_What the task requires:_
Extract each line of the items below that contains the string "strap", copying every such line in full. The match is case-sensitive.

---------------

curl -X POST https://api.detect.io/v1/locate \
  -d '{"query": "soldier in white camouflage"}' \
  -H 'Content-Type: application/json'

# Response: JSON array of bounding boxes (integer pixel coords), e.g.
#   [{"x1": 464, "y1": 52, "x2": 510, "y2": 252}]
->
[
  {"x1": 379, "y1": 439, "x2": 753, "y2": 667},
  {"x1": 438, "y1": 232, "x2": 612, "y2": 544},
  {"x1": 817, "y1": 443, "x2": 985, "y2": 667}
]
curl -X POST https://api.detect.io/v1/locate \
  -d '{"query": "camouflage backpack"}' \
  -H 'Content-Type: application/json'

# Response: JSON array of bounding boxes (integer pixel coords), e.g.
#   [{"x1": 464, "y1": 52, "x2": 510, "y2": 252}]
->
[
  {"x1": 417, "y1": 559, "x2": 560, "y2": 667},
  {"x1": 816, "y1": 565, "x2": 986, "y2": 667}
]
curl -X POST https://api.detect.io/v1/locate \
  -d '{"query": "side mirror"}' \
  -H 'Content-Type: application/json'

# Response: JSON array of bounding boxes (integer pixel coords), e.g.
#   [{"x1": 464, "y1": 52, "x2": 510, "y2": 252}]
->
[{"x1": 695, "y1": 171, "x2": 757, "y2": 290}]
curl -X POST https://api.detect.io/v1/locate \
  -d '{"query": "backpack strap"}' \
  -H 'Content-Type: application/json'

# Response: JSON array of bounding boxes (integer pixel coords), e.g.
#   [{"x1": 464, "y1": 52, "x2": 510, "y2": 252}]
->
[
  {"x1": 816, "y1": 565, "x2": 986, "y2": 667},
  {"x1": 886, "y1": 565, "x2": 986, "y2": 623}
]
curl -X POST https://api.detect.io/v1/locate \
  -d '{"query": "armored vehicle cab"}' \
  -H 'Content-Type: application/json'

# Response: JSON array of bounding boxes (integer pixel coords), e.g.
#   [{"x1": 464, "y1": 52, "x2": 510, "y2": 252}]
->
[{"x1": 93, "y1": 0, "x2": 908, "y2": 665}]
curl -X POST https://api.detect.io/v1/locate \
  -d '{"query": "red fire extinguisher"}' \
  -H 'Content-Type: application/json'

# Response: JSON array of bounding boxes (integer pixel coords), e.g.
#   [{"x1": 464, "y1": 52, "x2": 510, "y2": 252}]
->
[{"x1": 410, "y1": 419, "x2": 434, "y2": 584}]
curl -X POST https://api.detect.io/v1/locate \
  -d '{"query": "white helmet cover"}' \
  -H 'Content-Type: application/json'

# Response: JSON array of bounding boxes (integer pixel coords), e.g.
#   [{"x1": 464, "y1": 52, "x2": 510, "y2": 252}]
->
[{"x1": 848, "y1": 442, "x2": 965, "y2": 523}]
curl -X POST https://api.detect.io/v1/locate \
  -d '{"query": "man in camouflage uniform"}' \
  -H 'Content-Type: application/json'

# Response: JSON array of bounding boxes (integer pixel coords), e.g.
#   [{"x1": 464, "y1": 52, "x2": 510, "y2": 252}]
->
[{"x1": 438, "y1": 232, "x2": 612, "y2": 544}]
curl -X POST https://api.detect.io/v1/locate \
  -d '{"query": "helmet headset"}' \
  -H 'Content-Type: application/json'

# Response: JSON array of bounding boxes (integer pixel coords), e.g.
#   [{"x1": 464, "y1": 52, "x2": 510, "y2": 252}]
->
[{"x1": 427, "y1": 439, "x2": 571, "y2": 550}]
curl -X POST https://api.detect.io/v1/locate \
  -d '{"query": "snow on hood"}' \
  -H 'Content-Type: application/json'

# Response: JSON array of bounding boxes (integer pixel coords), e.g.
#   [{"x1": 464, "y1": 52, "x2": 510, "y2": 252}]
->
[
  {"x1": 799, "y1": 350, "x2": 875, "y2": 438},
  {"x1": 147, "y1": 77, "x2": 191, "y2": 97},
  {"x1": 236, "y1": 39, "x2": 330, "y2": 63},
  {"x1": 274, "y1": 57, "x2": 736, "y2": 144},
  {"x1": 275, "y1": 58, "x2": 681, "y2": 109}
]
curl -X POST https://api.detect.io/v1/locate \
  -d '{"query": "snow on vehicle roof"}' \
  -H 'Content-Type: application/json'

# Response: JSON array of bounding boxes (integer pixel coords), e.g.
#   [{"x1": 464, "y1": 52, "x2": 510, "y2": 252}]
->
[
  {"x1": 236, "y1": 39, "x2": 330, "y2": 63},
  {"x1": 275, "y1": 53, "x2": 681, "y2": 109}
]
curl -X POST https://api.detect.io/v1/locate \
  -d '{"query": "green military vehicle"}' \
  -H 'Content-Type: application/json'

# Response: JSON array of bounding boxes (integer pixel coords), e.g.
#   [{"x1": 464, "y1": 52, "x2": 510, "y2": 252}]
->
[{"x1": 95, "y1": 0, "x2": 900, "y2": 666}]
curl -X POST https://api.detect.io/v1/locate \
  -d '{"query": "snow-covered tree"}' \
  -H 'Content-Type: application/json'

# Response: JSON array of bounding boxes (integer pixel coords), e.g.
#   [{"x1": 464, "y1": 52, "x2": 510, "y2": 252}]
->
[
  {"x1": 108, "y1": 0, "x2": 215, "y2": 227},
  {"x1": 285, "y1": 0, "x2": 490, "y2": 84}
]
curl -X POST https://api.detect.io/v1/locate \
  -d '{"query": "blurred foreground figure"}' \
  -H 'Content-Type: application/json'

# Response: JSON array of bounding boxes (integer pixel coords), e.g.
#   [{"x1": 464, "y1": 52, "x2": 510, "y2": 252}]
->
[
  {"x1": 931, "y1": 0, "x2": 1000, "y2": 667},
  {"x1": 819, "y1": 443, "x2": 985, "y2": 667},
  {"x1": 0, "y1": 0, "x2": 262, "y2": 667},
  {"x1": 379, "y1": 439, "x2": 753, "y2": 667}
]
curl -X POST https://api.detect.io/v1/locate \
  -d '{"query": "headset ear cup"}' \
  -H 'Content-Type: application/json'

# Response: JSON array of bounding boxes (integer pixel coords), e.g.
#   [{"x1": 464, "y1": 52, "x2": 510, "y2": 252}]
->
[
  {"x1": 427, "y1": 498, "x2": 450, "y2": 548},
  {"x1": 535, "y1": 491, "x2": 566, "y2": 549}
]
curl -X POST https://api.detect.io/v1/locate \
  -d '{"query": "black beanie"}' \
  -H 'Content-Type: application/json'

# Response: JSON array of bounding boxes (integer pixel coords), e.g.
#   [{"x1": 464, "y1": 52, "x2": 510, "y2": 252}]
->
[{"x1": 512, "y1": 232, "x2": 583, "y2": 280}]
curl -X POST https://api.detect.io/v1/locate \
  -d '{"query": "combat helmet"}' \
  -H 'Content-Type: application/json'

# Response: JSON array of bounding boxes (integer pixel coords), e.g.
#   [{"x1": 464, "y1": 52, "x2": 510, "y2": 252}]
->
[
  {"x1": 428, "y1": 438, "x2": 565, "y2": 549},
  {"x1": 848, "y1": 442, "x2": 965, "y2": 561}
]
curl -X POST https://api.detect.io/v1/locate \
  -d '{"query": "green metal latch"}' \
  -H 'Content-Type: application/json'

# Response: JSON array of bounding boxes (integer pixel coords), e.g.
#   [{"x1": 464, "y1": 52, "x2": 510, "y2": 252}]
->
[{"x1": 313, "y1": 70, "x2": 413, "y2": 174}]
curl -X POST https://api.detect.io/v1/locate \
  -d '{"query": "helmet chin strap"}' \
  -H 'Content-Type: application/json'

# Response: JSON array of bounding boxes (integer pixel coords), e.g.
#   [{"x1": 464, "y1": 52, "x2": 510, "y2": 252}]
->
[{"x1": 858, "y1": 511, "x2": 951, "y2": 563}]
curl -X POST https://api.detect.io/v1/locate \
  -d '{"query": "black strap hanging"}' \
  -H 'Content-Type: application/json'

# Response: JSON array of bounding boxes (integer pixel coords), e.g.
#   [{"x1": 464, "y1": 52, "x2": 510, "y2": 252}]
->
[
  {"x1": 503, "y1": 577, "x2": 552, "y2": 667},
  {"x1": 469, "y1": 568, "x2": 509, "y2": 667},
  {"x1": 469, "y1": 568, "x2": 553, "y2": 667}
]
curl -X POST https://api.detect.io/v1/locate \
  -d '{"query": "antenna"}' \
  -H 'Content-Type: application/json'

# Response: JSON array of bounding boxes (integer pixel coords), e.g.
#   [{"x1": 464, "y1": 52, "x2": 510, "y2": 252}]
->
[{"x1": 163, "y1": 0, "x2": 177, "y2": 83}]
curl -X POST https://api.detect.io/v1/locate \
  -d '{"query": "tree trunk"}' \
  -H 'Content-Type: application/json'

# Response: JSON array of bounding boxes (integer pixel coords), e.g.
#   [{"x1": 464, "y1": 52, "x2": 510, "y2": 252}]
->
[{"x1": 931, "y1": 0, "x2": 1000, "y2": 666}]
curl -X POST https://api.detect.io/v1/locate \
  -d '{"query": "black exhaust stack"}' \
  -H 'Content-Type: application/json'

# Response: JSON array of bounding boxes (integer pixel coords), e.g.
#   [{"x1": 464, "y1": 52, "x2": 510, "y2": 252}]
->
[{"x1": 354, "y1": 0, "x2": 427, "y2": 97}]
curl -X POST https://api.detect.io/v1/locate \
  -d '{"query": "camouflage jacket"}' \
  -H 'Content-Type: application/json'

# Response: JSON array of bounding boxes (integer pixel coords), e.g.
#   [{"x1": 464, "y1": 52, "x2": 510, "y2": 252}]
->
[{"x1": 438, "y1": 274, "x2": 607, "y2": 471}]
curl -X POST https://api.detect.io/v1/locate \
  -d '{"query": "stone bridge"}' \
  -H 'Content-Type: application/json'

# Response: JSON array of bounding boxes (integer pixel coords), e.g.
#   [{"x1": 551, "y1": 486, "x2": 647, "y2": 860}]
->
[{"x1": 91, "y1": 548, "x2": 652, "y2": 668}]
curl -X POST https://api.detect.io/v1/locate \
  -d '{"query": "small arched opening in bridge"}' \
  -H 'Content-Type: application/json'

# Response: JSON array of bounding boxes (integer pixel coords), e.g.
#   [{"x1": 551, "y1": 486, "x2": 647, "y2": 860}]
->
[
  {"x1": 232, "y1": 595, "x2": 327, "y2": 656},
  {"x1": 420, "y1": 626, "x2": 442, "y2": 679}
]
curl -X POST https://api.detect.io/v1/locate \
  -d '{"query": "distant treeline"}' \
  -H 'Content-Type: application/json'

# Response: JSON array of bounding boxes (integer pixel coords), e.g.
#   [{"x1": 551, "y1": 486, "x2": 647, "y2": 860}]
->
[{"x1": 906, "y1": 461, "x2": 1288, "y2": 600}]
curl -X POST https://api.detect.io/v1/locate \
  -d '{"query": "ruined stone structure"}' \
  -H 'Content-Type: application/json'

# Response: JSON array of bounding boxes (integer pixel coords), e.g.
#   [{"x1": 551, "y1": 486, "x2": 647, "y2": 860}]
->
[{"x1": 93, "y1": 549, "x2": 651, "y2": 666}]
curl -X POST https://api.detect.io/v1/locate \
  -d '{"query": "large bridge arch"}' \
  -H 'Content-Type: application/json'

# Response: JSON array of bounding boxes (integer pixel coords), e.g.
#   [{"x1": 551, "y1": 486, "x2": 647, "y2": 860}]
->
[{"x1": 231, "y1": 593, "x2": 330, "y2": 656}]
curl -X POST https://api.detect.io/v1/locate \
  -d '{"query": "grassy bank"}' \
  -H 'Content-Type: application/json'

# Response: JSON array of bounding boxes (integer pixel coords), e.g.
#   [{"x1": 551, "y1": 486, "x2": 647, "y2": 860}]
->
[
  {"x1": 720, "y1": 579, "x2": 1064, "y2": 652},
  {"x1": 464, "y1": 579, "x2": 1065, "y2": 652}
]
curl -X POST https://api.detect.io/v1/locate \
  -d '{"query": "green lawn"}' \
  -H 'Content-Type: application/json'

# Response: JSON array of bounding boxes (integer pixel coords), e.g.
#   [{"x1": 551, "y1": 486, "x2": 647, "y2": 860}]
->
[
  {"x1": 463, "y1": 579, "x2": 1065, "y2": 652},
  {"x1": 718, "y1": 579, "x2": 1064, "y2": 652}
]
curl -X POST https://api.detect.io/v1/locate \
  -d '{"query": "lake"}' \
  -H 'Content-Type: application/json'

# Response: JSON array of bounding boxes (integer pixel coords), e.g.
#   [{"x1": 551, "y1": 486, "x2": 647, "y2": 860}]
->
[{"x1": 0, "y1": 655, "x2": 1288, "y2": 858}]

---------------

_Complete answer:_
  -d '{"query": "backpack strap"}' \
  -d '{"query": "helmet chin strap"}' \
  -d '{"query": "black strap hanging"}' \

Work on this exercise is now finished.